▸ À FAIRE:
Pourriez-vous recopier les lignes ci-dessous à l'identique, de la première à la dernière, sans rien omettre ni modifier ?

▸ DONNÉES FOURNIES:
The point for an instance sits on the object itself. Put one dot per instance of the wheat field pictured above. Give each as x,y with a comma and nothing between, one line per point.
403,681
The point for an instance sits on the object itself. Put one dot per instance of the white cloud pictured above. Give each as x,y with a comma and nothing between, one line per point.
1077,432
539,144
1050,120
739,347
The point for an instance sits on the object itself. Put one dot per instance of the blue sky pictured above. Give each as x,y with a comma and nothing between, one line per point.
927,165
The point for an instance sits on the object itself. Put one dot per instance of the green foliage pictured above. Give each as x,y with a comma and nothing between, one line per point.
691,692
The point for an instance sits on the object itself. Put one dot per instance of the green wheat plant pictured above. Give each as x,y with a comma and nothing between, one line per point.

▸ CORRIGÉ:
The point for an instance sits on the object itself. Put one dot per instance of the wheat field pictured above. Give each as x,y with a comma and nothing between, one line per point.
403,681
The point for an instance sits on the object itself. Put one dot per instance of the white cloud pictured above. Give each as x,y with a comma and nothing between, one line per point.
1077,432
539,144
1050,120
739,347
The point for an instance sits on the object itself. Put one dot per instance of the blue sky pictured above. Give each as x,y with a comma and nothing between, one line per point.
927,165
The point for an instance sits on the object itself. Put one dot per instance of the green foliage pictured above. Give each as x,y with a comma and nothing between, one line per point.
691,692
The point for an instance sits on the object itself. Put one dot per instance of the green wheat plant pictured above. Give each as x,y with a comma and nothing between, one line per point.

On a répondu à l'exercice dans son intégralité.